Robert J. Samuelson, a journalist who takes his duty to objectivity so seriously that he refuses to vote in any elections, has a must-read piece on the looming US budget crisis. Some gleanings:
When historians recount the momentous events of recent weeks, they will note a curious coincidence. On March 15, Moody’s Investors Service — the bond rating agency — published a paper warning that the exploding U.S. government debt could cause a downgrade of Treasury bonds. Just six days later, the House of Representatives passed President Obama’s health-care legislation costing $900 billion or so over a decade and worsening an already-bleak budget outlook.[…]
Let’s be clear. A “budget crisis” is not some minor accounting exercise. It’s a wrenching political, social and economic upheaval. Large deficits and rising debt — the accumulation of past deficits — spook investors, leading to higher interest rates on government loans. The higher rates expand the budget deficit and further unnerve investors. To reverse this calamitous cycle, the government has to cut spending deeply or raise taxes sharply. Lower spending and higher taxes in turn depress the economy and lead to higher unemployment. Not pretty.
Greece is experiencing such a crisis. Until recently, conventional wisdom held that only developing countries — managed ineptly — were candidates for true budget crises. No more. Most wealthy societies with aging populations, including the United States, face big gaps between their spending promises and their tax bases. No one in Congress could be unaware of this.

········

▶ **EXERCISES**:
- 1) In the text on the US budget crisis, on what date did Moody's Investors Service publish its paper warning about a possible downgrade of Treasury bonds?
- 2) Continue the text on the US budget crisis from its last sentence.

········

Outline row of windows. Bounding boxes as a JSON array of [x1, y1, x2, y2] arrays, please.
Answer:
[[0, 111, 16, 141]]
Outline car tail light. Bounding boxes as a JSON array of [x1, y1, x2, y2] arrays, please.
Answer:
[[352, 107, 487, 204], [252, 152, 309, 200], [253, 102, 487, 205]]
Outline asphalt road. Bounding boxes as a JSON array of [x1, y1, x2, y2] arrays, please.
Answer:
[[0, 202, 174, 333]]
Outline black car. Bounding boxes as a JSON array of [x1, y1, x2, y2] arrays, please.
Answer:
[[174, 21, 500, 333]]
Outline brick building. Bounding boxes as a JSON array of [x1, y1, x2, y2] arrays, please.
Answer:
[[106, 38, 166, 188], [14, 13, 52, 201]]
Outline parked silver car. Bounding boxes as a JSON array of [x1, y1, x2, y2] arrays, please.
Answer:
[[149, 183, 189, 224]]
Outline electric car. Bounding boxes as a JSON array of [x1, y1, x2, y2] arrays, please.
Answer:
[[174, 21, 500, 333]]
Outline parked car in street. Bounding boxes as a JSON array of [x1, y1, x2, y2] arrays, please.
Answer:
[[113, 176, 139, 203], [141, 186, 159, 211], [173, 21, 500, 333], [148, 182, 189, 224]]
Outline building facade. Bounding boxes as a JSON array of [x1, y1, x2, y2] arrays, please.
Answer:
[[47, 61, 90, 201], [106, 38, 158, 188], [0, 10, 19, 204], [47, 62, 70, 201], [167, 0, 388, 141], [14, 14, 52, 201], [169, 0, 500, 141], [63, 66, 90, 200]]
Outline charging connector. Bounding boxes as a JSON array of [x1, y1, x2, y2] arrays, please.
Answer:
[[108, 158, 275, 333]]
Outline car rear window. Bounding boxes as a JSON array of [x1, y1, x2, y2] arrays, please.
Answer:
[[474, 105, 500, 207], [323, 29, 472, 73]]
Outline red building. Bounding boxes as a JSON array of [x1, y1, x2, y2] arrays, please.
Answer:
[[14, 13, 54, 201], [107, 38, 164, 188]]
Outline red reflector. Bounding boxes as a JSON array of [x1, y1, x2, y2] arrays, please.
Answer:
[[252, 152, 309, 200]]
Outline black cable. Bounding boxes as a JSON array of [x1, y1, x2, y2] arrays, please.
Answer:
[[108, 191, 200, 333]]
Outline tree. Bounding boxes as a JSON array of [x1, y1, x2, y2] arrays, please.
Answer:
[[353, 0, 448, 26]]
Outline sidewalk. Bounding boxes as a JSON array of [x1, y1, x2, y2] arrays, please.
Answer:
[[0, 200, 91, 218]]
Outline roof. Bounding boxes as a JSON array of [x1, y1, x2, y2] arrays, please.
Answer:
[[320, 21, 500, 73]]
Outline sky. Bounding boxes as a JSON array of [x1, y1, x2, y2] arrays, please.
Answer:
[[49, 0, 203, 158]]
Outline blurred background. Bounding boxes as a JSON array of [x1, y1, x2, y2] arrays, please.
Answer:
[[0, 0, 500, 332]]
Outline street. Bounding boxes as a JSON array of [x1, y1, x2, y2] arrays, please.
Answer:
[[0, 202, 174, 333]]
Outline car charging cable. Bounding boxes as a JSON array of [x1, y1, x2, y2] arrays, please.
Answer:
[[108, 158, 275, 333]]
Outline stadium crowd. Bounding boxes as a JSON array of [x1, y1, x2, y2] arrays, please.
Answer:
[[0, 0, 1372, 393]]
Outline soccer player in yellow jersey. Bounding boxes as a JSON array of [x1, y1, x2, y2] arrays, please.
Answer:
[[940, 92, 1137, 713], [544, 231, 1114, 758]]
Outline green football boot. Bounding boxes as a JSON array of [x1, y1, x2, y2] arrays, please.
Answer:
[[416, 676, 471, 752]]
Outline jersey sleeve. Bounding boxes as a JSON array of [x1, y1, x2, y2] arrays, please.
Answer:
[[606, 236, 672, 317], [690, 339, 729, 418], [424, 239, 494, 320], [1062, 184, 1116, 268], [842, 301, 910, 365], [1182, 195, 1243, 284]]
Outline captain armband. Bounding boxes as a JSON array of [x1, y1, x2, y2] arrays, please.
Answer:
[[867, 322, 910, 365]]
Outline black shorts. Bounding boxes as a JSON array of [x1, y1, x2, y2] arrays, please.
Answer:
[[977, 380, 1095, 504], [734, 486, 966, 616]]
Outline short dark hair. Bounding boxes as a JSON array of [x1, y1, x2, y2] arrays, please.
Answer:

········

▶ **ANSWER SECTION**:
- 1) March 15

- 2)
Two weeks before the House vote, the Congressional Budget Office released its estimate of Obama’s budget, including its health-care program. From 2011 to 2020, the cumulative deficit is almost $10 trillion. Adding 2009 and 2010, the total rises to $12.7 trillion. In 2020, the projected annual deficit is $1.25 trillion, equal to 5.6 percent of the economy (gross domestic product). That assumes economic recovery, with unemployment at 5 percent. Spending is almost 30 percent higher than taxes. Total debt held by the public rises from 40 percent of GDP in 2008 to 90 percent in 2020, close to its post-World War II peak.
To criticisms, Obama supporters make two arguments. First, the CBO says the plan reduces the deficit by $143 billion over a decade. Second, the legislation contains measures (an expert panel to curb Medicare spending, emphasis on “comparative effectiveness research”) to control health spending. These rejoinders are self-serving and unconvincing.
Suppose the CBO estimate is correct. So? The $143 billion saving is about 1 percent of the projected $12.7 trillion deficit from 2009 to 2020. If the administration has $1 trillion or so of spending cuts and tax increases over a decade, all these monies should first cover existing deficits — not finance new spending. Obama’s behavior resembles a highly indebted family’s taking an expensive round-the-world trip because it claims to have found ways to pay for it. It’s self-indulgent and reckless.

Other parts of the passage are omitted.